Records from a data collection

------

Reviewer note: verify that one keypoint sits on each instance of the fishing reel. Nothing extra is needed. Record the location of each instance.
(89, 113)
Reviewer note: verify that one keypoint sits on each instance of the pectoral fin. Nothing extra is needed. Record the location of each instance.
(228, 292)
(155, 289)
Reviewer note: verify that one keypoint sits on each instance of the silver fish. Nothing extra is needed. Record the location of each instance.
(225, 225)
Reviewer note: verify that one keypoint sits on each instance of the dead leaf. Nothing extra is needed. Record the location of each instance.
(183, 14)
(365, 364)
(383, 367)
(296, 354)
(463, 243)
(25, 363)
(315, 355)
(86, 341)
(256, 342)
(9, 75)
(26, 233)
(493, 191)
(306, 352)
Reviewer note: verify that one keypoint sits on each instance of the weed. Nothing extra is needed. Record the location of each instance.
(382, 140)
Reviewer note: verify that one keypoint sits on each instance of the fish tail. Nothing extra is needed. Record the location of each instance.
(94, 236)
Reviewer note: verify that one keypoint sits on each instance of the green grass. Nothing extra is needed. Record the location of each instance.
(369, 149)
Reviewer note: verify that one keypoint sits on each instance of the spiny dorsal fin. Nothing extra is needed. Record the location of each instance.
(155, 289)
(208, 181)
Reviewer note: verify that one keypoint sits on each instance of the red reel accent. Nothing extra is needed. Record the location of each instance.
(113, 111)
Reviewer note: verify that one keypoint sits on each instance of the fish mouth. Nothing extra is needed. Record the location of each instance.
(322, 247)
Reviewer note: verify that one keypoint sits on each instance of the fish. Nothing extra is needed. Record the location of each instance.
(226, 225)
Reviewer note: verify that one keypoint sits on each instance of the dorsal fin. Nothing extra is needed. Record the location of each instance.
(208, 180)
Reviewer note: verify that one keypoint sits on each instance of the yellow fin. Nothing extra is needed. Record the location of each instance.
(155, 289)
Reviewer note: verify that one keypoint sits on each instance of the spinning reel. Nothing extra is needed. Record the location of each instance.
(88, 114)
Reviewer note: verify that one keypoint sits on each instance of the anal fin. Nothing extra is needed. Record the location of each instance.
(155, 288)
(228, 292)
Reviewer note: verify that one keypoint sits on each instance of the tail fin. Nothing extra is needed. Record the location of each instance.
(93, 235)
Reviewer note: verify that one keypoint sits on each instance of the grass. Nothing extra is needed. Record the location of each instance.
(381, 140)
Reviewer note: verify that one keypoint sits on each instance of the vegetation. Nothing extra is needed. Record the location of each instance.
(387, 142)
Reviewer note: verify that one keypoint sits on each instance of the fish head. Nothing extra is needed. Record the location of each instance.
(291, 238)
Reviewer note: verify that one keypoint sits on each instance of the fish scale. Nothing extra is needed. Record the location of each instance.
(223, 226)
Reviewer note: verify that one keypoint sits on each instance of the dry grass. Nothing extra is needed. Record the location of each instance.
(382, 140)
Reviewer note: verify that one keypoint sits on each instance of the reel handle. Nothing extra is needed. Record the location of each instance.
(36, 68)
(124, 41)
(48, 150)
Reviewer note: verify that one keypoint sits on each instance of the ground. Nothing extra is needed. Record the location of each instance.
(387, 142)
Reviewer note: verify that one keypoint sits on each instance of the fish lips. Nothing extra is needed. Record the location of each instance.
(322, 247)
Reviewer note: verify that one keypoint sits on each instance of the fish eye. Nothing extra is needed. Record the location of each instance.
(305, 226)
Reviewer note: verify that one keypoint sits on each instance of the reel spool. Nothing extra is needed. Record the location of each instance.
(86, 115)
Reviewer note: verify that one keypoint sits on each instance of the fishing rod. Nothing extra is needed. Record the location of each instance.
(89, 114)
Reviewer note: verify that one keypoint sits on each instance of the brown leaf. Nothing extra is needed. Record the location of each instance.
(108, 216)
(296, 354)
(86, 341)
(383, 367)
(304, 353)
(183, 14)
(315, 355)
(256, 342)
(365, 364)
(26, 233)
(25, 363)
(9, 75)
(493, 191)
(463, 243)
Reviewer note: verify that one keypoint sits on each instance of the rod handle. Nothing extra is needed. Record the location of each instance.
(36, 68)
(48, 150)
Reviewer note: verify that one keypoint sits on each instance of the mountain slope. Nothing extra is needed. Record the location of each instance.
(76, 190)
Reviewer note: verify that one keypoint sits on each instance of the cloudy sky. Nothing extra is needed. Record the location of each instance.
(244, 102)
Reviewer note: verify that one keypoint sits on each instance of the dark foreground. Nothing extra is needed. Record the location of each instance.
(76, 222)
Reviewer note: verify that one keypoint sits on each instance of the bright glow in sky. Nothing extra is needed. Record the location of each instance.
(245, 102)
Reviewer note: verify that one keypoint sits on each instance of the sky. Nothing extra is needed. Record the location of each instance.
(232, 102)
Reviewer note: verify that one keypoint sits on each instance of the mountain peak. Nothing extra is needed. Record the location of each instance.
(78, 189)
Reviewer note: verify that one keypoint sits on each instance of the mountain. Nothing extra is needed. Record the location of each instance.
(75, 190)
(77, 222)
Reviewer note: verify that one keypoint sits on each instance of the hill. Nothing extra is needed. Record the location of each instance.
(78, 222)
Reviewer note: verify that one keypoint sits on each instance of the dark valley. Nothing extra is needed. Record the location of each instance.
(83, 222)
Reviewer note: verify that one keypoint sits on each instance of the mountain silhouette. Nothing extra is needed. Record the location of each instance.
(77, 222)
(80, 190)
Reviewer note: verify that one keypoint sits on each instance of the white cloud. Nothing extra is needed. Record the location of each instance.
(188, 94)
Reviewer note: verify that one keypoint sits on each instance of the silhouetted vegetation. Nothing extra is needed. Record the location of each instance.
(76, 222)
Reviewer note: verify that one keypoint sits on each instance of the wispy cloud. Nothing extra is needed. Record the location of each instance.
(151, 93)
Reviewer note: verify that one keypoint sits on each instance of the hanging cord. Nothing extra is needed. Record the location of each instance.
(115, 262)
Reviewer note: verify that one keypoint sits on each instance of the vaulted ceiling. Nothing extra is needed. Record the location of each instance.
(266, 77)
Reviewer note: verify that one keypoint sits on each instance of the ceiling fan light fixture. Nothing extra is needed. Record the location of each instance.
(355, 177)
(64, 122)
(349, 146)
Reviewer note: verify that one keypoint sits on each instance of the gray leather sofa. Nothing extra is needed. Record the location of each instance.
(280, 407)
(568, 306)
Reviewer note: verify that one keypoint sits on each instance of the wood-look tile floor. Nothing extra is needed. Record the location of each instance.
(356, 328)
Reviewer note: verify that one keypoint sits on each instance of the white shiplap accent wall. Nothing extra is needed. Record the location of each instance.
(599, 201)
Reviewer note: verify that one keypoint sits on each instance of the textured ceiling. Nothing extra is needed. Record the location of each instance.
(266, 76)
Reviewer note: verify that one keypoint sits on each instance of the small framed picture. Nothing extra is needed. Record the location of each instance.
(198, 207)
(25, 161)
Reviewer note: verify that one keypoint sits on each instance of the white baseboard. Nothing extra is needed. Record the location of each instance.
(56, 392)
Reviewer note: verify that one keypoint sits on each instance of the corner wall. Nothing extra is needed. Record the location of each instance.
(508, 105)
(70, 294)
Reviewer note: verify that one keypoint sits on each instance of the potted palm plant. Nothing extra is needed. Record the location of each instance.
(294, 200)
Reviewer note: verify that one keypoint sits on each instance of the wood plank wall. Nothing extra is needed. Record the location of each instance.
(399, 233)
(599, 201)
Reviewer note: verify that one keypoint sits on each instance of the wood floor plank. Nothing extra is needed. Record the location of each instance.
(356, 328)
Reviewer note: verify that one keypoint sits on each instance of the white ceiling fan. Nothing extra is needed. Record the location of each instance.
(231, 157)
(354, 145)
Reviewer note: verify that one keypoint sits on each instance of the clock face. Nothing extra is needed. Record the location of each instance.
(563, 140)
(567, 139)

------

Write every line of the entries again, word for word.

Reviewer note: verify that one keypoint sits on each instance of the fishing reel. Nothing extra is needed. Record the location of each instance.
(89, 113)
Reviewer note: verify that one keypoint sits on each instance of the pectoral fin. Nothing extra is needed. Record the location of each instance.
(228, 292)
(155, 289)
Reviewer note: verify that one keypoint sits on each instance of the silver fish. Nothing extra is needed. Record the location of each instance.
(225, 225)
Reviewer note: verify that one keypoint sits on each instance of the dead leaf. Nothing extra is needed. Record the location of each instance.
(183, 14)
(365, 364)
(383, 367)
(296, 354)
(463, 243)
(25, 363)
(315, 355)
(86, 341)
(256, 342)
(9, 75)
(26, 233)
(493, 191)
(306, 352)
Reviewer note: verify that one keypoint sits on each instance of the weed. Nothing extra is needed. Record the location of each instance.
(382, 140)
Reviewer note: verify that one keypoint sits on each instance of the fish tail. Nothing extra is needed. Record the location of each instance.
(94, 236)
Reviewer note: verify that one keypoint sits on each instance of the green grass. Nothing extra is needed. Record the location of each instance.
(369, 149)
Reviewer note: verify that one keypoint sits on each instance of the spiny dorsal fin. Nothing extra is needed. Record the location of each instance.
(155, 289)
(208, 181)
Reviewer note: verify that one keypoint sits on each instance of the red reel accent. Nothing extra is needed. Record the location of each instance.
(113, 111)
Reviewer note: verify that one keypoint sits on each instance of the fish mouth. Nothing extra is needed. Record the location of each instance.
(322, 247)
Reviewer note: verify that one keypoint sits on each instance of the fish. Nothing extra is needed. Record the location of each instance.
(226, 225)
Reviewer note: verify that one keypoint sits on each instance of the dorsal fin. Nothing extra is needed. Record the location of each instance.
(208, 180)
Reviewer note: verify that one keypoint sits on each instance of the yellow fin. Nothing extra is needed. Record the location of each instance.
(155, 289)
Reviewer note: verify that one keypoint sits on each instance of the spinning reel. Nothing extra is needed. Record the location of each instance.
(88, 114)
Reviewer note: verify that one keypoint sits on each instance of the anal fin. Nothing extra is needed. Record the location of each instance.
(155, 288)
(228, 292)
Reviewer note: verify that one keypoint sits on each instance of the tail fin. Nothing extra is needed. Record the location of each instance.
(93, 235)
Reviewer note: verify that one keypoint sits on each instance of the grass. Nothing extra is needed. Record the location of each instance.
(381, 140)
Reviewer note: verify that one keypoint sits on each instance of the vegetation. Nothing extra is needed. Record the location of each instance.
(387, 142)
Reviewer note: verify that one keypoint sits on each instance of the fish head. Nothing extra is needed. Record the location of each instance.
(291, 238)
Reviewer note: verify that one keypoint sits on each instance of the fish scale. Nothing extra is needed. Record the location of each instance.
(223, 226)
Reviewer note: verify that one keypoint sits on each instance of the dry grass. Nothing extra is needed. Record the location of each instance.
(382, 140)
Reviewer note: verify that one keypoint sits on each instance of the reel handle. Nothing extra is needed. Record the location of each instance.
(36, 68)
(124, 41)
(48, 150)
Reviewer note: verify that one keypoint sits on each instance of the ground. Nothing extra is needed. Record the location of each instance.
(387, 142)
Reviewer note: verify that one keypoint sits on each instance of the fish lips. Nothing extra is needed. Record the location of each instance.
(322, 247)
Reviewer note: verify that one keypoint sits on each instance of the fish eye. Nothing extra is needed. Record the location of each instance.
(305, 226)
Reviewer note: verify that one keypoint sits on each instance of the reel spool. Nothing extra is needed. Record the location of each instance.
(86, 115)
Reviewer note: verify that one keypoint sits on each instance of the fishing rod. Nothing extra is needed. Record the location of each instance.
(89, 114)
Reviewer note: verify that one keypoint sits on each instance of the brown leaf. Nothing extra is needed. Record the location of each instance.
(108, 216)
(296, 354)
(86, 341)
(383, 367)
(304, 353)
(183, 14)
(315, 355)
(256, 342)
(365, 364)
(26, 233)
(25, 363)
(9, 75)
(493, 191)
(463, 243)
Reviewer note: verify that one keypoint sits on each instance of the rod handle. Nothing extra is needed. Record the location of each instance.
(36, 68)
(48, 150)
Reviewer note: verify that one keypoint sits on each instance of the mountain slope. Nothing extra is needed. Record the location of each instance.
(76, 190)
Reviewer note: verify that one keypoint sits on each instance of the cloudy sky. Nothing extra is needed. Record the location of each instance.
(244, 102)
Reviewer note: verify that one keypoint sits on each instance of the dark foreground. Nothing extra is needed. Record the location of each instance.
(76, 222)
Reviewer note: verify that one keypoint sits on each instance of the bright glow in sky. Nothing extra is needed. Record the location of each instance.
(245, 102)
Reviewer note: verify that one keypoint sits on each instance of the sky. Nothing extra is needed. Record the location of each instance.
(232, 102)
Reviewer note: verify that one keypoint sits on each instance of the mountain peak. Nothing extra is needed. Record the location of each instance.
(78, 189)
Reviewer note: verify that one keypoint sits on each instance of the mountain. Nothing extra is needed. Record the location of each instance.
(75, 190)
(77, 222)
Reviewer note: verify that one keypoint sits on each instance of the hill. Nothing extra is needed. Record the location of each instance.
(78, 222)
Reviewer note: verify that one keypoint sits on each instance of the dark valley. Nothing extra is needed. Record the location of each instance.
(83, 222)
Reviewer note: verify that one keypoint sits on each instance of the mountain silhouette. Nothing extra is needed. Record the location of each instance.
(77, 222)
(80, 190)
Reviewer note: verify that one keypoint sits on each instance of the white cloud. Nothing extra is needed. Record the location of each instance.
(188, 94)
Reviewer note: verify that one keypoint sits on each instance of the silhouetted vegetation. Nothing extra is needed. Record the location of each instance.
(76, 222)
Reviewer note: verify that one keypoint sits on each instance of the wispy cloud. Nothing extra is needed. Record the location of each instance.
(151, 93)
Reviewer note: verify that one keypoint sits on each instance of the hanging cord. Nothing extra is needed. Record the location of each instance.
(115, 262)
Reviewer note: verify that one keypoint sits on each instance of the vaulted ceiling. Nothing extra is needed. Record the location of each instance.
(266, 77)
Reviewer note: verify that one keypoint sits on each instance of the ceiling fan light fixture. Nothing extra is needed. Record the location of each instance.
(355, 177)
(64, 122)
(349, 146)
Reviewer note: verify that one keypoint sits on each instance of the gray leather sofa. Nothing extra is needed. Record the location of each instance.
(280, 407)
(568, 306)
Reviewer note: verify that one keypoint sits on each instance of the wood-look tile floor. Nothing extra is needed. Record the location of each instance.
(356, 328)
Reviewer note: verify that one keypoint sits on each instance of the white shiplap accent wall. Nothing extra is needed. Record the location of each instance.
(599, 201)
Reviewer note: verify that one keypoint sits on each instance of the textured ceiling. Nothing extra is needed. Record the location of each instance.
(266, 76)
Reviewer note: verify that one keypoint sits on each instance of the small framed picture. Nothing extra is needed. Record the location of each instance.
(198, 207)
(25, 161)
Reviewer note: verify that one keypoint sits on each instance of the white baseboard. Nothing extra is needed. Record the location of each instance.
(56, 392)
Reviewer note: verify that one keypoint sits on each instance of the corner wall. Nothing extra is needed. Record the location of each instance.
(508, 105)
(70, 294)
Reviewer note: verify that one keypoint sits on each instance of the potted palm plant. Nothing extra is needed. Record the location of each instance.
(294, 200)
Reviewer note: verify that one keypoint sits on each instance of the wood plank wall. Nothing extra is needed. Record the location of each instance.
(399, 233)
(599, 201)
Reviewer note: verify that one keypoint sits on each instance of the wood floor plank. Nothing extra is needed. Record the location of each instance.
(356, 328)
Reviewer note: verify that one keypoint sits on each instance of the white ceiling fan. Nothing extra is needed. Record the location of each instance.
(231, 157)
(354, 145)
Reviewer note: verify that one keypoint sits on each instance of the clock face. Nothing extra is needed. Record the location of each instance.
(563, 140)
(567, 139)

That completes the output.